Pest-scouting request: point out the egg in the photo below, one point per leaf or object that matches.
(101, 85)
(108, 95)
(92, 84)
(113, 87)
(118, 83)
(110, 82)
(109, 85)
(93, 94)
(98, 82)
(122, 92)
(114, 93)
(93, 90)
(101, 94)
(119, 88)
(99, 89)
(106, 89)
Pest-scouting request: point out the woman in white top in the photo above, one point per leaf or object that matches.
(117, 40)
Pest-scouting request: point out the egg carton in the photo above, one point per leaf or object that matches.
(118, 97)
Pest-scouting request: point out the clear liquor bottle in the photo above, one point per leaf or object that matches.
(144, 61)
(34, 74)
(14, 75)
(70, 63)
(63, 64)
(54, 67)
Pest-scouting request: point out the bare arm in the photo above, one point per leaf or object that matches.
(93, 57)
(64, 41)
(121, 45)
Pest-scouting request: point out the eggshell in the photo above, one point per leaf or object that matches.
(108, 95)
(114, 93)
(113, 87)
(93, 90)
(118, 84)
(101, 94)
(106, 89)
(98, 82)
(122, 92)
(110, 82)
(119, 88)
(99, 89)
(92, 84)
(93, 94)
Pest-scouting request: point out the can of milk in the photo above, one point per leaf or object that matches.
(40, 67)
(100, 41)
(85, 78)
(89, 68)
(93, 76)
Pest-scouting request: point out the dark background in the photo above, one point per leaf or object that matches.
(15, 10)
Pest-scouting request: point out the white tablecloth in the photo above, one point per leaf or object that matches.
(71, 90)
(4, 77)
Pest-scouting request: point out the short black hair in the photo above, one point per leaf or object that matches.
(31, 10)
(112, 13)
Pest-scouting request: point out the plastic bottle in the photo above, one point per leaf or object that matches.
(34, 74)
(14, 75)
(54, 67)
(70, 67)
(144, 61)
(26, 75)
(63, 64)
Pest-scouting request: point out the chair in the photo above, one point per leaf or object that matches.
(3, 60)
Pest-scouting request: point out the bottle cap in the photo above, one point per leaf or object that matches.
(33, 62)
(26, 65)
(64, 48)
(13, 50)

---+---

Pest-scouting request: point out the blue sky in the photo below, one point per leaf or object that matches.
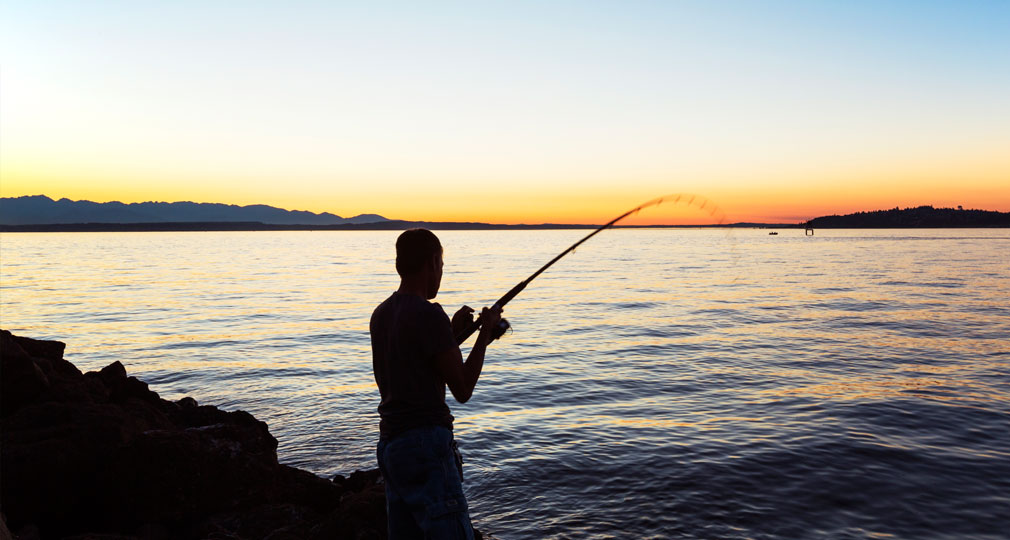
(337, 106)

---+---

Direction —
Which lines of the data above contain the word "white"? Extract each of them and copy it in full.

Solution to the exercise —
Pest-scouting request: point out the woman in white top in the photo above, one point per leaf or object that matches.
Pest-scouting request: point out the white tablecloth in the photo above, one point per leaf or object that matches.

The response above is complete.